- [What you will do]:
**A)** In the passage on humus, what does humus feel like a few inches below the forest floor?
**B)** Resume the passage on humus, picking up right after its last sentence.

- [Selection]:
───

THE TEXTBOOKS WILL TELL YOU that humus is “deeply altered, black organic matter” lying in the top layer of the soil. But I only grasped what humus is about when my friend Pamela Morton showed me a picture of it.
Pamela spends parts of her summers in boreal Canada and has long been fascinated with the forest floor, where bits of blackening twigs, needles, bark, and the carcasses of small creatures decay. Humus is this organic part of the soil, the final residue of those matted leaves and cold bodies, intercalated, lapped, melding, losing their distinction, dry on top but inside turning the shades of brown and black that we associate with rain-wet wood or a man’s study. The deeper you go, the blacker it gets, and the fewer of the bits survive intact. A few inches down, it is pure black acrid matter having a texture like a cross between cotton candy and damp sawdust. This is the stuff from which all life on the land is born.
Pamela wanted to make a picture that would show its power. She began to experiment, making homemade paper out of leaf litter and deriving vegetable dyes from the material of the forest floor. She got not only deep blacks, but a range of browns, oranges, yellows, and reds, with a range of blue from robin’s egg to midnight.
All this was hidden in the substances themselves. She made of it a small collage, no bigger than the cover of this book, showing matrices of shifting color patterns, with a deep black enclosing them all. I have never seen an image that more dramatically showed the huge energy contained in humus. It was a dynamo of pure hues shining out of the blackness.
It set me to wondering about humus.
Humus, human. The dictionaries say there is a connection between the words, but they don’t elaborate. What does the root hum- mean?

───

- [Listed entries]:
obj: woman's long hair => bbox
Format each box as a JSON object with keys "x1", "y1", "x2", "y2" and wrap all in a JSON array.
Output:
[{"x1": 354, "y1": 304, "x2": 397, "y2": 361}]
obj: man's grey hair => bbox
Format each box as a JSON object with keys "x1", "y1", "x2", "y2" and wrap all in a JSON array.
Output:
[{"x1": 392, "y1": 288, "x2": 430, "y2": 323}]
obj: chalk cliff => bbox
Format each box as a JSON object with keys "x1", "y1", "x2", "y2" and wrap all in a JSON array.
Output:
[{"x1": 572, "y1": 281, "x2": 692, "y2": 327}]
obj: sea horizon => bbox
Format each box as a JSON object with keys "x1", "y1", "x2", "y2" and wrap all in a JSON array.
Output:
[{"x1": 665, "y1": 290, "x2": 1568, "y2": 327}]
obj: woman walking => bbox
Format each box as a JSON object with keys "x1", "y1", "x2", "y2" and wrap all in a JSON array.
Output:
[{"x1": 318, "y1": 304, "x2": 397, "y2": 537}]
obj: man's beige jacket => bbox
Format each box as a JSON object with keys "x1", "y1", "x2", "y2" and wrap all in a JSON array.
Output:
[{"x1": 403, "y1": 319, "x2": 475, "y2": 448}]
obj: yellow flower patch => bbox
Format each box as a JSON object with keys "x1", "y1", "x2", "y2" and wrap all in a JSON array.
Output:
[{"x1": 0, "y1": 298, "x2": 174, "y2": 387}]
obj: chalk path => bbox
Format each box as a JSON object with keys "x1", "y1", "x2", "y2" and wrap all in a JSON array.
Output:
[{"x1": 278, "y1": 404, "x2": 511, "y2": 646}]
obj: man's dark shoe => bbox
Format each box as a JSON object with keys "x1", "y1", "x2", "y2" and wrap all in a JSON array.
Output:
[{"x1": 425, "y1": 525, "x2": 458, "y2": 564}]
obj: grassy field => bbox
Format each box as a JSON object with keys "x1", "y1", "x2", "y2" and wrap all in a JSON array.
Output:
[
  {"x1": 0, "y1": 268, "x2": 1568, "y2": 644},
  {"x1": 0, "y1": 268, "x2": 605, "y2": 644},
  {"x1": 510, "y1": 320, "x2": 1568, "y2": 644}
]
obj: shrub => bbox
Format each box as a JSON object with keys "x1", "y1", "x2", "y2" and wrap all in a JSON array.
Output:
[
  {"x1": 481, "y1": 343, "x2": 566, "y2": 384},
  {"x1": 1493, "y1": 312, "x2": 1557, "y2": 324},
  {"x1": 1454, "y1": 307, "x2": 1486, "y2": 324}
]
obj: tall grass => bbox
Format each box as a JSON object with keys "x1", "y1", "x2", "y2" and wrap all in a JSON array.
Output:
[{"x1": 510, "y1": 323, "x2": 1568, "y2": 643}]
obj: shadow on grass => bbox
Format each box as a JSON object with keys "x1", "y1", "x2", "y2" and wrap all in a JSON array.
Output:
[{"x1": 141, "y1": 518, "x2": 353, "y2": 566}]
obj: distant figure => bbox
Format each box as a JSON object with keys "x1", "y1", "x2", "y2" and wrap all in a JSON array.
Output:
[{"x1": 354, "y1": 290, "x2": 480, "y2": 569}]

───

- [Answers to the exercise]:
**A)** It has a texture like a cross between cotton candy and damp sawdust.

**B)**
It must have to do with humble, or with humilis, humiliate. Those words come from roots meaning “of the ground, lowly.” But humus does not refer to the ground itself It refers to the end product of decaying litter and dead creatures. It also has to do with being humorous, that is, in the original meaning, “wet.” Both people and humus are wet inside.
Wetness is opportunity. It represents the openness of nature to what falls from heaven. As Meister Eckhart put it, the humble man is “he who is watered with grace.”
The processes of growth, decay, feeding, digestion, excretion, attack, and repulsion all need wetness and generate heat. To understand them, you have to study the interconnections, not the essences. You have to put physiology first, not molecular chemistry.
For more than a century, chemists have been trying to answer the question, What is humus? And to this date, no one knows. Probably, no one will ever know. Even Hans Jenny, who knew more about the soil than anyone, remarked with a sigh, “Humus is imperfectly understood.” Every time you attempt to break it down into its basic components you get acids of a slightly different nature. All of them have similar properties, for example, a carbon-to-nitrogen ratio of 10:1, but none of them are chemically alike. In fact, as soil scientist Dr. James Rice puts it, “It is very possible that no two humus molecules are or have ever been alike.” Like snowflakes or people.
This makes it virtually impossible to apply to humus the quantitative experimental methods upon which modern agricultural chemistry is based. In fact, to establish that chemistry, the great nineteenth-century chemist Justus von Liebig had to try to descredit the then-prevailing theory that humus was the chief source of plant nutrients.
Liebig established that to grow a crop successfully, you need only supply the requisite mineral elements plus nitrogen in a sufficient quantity for the plant in question. Whether these substances are drawn from humus or not is immaterial, he argued. And he ridiculed the humus theory for its insistence that all plant carbon is derived from humus. In this respect, he was right, since most plant carbon is ultimately derived from the carbon dioxide of the air.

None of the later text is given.